Your objective: Report every line in the records below that contains the word "dome", copying each such line in full. Case counts.

Data for processing:
· · · ·

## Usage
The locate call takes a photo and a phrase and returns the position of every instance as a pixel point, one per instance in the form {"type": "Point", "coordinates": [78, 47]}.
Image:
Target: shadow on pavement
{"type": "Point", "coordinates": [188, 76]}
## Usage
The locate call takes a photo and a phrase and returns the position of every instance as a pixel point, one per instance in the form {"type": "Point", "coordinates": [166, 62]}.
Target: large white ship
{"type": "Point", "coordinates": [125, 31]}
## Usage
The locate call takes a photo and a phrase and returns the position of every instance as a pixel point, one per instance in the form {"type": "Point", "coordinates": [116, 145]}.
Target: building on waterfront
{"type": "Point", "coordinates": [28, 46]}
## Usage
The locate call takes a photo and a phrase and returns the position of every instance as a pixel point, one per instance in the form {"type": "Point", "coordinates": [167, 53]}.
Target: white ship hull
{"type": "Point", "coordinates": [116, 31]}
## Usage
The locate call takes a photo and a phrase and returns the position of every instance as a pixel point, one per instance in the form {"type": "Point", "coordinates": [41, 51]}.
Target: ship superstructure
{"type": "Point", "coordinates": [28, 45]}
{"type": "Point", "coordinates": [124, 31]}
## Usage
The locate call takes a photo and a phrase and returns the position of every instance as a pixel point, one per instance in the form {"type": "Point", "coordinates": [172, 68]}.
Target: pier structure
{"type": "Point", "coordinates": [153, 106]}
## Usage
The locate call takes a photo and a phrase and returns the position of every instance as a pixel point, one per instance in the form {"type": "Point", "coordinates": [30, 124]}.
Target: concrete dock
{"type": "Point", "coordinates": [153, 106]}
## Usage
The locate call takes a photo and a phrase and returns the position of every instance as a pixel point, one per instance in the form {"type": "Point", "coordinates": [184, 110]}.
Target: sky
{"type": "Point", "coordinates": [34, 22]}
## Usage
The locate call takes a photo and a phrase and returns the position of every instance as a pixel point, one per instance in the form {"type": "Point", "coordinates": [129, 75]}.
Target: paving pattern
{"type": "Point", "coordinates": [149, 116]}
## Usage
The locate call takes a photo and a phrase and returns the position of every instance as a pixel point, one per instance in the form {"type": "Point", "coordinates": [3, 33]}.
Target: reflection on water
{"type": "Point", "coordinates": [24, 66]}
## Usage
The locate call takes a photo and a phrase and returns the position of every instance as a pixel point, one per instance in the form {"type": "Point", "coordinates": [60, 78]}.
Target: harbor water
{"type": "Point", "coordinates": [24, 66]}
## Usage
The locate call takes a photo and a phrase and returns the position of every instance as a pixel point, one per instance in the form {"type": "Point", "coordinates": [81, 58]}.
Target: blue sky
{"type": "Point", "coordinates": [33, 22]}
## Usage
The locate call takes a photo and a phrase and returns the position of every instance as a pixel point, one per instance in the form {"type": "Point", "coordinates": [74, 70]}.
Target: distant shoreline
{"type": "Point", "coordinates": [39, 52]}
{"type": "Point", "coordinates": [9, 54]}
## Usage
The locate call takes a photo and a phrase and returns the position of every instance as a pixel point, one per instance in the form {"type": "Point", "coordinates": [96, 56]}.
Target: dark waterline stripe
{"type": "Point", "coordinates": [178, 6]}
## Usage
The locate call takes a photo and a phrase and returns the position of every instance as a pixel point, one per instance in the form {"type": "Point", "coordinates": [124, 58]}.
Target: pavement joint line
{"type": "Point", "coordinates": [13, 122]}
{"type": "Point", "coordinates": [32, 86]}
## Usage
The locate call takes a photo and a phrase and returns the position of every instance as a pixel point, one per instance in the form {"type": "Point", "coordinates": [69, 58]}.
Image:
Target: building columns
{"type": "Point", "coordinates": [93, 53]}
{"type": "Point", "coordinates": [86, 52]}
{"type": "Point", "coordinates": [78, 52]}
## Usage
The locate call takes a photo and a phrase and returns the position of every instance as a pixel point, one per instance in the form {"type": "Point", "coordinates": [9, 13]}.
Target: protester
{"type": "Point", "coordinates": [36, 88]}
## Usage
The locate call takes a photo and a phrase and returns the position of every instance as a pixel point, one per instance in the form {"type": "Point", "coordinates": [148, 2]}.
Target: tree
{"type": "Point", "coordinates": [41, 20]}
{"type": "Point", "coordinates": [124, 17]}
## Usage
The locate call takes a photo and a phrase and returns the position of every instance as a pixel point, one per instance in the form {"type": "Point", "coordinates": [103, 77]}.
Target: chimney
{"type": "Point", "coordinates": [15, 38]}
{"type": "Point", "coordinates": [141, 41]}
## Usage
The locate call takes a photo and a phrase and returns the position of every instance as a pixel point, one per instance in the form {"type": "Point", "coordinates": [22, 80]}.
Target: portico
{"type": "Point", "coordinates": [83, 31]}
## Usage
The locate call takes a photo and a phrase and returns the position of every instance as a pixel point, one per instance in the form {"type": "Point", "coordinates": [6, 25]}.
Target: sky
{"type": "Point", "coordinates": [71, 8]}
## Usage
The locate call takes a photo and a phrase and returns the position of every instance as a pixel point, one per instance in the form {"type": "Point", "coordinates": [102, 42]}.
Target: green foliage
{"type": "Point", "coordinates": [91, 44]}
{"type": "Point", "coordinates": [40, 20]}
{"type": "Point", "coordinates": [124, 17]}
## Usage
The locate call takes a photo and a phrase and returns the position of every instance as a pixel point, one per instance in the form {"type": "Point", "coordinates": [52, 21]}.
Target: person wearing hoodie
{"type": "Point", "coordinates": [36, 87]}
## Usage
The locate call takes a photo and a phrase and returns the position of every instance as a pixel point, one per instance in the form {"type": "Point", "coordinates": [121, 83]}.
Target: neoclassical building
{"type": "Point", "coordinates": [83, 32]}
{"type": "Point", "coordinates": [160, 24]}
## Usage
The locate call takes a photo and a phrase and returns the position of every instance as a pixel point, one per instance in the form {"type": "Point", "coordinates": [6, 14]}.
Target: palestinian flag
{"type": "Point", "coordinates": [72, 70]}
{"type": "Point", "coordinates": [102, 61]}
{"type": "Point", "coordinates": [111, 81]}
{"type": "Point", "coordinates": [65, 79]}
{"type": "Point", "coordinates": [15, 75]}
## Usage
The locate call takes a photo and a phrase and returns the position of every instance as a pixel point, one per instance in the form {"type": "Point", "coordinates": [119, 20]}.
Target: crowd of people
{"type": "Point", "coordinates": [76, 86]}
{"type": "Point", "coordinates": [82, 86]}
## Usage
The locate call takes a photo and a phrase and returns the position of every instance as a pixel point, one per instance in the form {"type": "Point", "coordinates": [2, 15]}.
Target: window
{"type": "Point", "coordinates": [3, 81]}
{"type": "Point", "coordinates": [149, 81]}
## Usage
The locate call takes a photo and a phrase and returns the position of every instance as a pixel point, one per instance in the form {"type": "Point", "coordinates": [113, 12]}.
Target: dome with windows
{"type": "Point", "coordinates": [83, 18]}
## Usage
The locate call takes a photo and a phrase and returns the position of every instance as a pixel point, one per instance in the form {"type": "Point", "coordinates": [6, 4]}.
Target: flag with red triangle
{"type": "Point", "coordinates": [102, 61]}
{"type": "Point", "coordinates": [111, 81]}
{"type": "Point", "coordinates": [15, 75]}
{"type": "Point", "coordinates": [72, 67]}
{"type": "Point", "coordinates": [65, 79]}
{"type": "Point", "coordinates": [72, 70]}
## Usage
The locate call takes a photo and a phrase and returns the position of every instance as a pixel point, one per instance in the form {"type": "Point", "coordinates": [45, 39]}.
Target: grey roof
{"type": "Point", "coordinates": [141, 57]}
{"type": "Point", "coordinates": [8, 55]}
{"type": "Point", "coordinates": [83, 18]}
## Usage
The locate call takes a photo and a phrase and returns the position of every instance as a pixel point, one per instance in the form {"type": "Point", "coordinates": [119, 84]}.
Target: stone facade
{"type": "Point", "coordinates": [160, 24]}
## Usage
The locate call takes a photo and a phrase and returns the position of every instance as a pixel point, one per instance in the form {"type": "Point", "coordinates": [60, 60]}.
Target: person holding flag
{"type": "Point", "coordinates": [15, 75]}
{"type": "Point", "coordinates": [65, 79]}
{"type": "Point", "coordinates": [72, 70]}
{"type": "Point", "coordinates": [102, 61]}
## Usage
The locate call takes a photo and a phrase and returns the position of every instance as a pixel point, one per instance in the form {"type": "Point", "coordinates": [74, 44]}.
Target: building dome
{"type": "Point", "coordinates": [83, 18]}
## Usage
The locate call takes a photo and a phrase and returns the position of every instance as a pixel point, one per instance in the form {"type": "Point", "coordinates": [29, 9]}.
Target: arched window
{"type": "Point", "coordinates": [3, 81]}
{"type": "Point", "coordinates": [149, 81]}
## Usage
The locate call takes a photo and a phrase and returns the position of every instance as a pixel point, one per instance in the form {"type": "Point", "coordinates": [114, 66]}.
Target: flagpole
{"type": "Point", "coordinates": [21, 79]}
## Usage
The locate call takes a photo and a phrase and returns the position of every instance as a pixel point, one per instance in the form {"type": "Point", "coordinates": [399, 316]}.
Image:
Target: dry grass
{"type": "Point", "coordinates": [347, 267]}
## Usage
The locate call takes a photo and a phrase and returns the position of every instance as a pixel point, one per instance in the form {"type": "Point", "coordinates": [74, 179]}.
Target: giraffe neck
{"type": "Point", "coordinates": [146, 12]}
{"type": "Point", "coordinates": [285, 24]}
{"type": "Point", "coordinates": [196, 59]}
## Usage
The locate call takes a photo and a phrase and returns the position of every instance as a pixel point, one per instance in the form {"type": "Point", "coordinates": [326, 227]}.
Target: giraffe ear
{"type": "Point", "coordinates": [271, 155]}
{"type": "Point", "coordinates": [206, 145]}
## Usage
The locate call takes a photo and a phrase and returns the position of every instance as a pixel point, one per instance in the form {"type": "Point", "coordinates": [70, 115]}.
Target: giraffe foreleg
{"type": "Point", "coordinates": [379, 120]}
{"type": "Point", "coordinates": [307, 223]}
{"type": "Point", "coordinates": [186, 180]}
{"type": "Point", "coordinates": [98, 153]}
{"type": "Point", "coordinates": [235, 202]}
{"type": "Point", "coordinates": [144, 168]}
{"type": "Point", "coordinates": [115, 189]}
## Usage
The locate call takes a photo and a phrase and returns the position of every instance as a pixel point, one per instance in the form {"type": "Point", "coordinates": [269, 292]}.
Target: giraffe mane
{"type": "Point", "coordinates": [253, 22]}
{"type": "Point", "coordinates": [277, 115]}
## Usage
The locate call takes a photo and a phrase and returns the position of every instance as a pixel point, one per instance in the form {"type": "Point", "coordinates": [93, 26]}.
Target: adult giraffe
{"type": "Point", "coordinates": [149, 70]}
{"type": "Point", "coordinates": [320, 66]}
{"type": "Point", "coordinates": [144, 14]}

· · · ·

Exercise answer:
Target: dome with windows
Target: building dome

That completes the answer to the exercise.